* Source document *
::::::::

Request For Information

Best Practices for RFIs Part 2

The Problem with RFI’s

Requests for Information or RFIs give general contractors the opportunity to seek clarification from the architect on a specific aspect of a structure’s design. By seeking clarity early in the project, you avoid change orders later. While, in principle, this concept works, it’s not always applied correctly. According to Navigant Consulting’s report, Impact & Control of RFIs on Construction Projects,13.2 percent of RFIs were considered “unjustifiable” for the following reasons:

  • RFI’s asked questions answered in the contract documents,
  • RFI’s requested design changes not considered by the design team
  • RFI’s questioned means or methods

The report indicated that the cost of dealing with “unjustifiable” RFI’s totaled over $110,000 per project.

In an effort to help construction companies write better RFI’s, we produced this two-part series describing best practices. If you missed the first part of this series, click here to catch up. Also, if you need to file or defend a claim during the construction process, an Orlando construction lawyer can assist you.

::::::::

* Given material *

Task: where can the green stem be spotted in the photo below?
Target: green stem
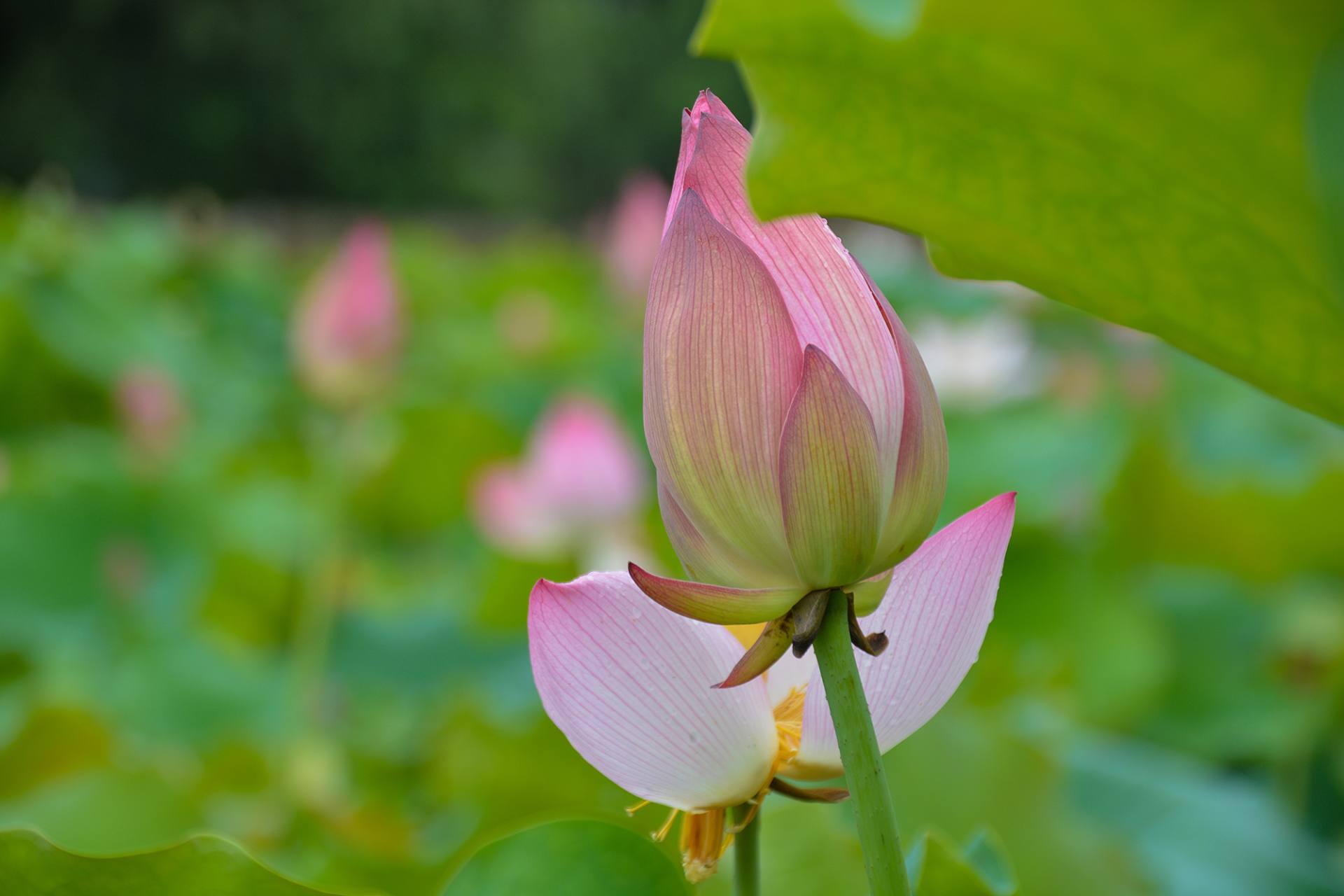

::::::::

* Written tasks *
1. Transcribe the portion of the RFI article starting with "The report indicated" and going on through "can assist you.".
2. List each reason the RFI article gives for RFIs being considered "unjustifiable."

* Solution set *
1.
The report indicated that the cost of dealing with “unjustifiable” RFI’s totaled over $110,000 per project.

In an effort to help construction companies write better RFI’s, we produced this two-part series describing best practices. If you missed the first part of this series, click here to catch up. Also, if you need to file or defend a claim during the construction process, an Orlando construction lawyer can assist you.

2.
- RFI's asked questions answered in the contract documents
- RFI's requested design changes not considered by the design team
- RFI's questioned means or methods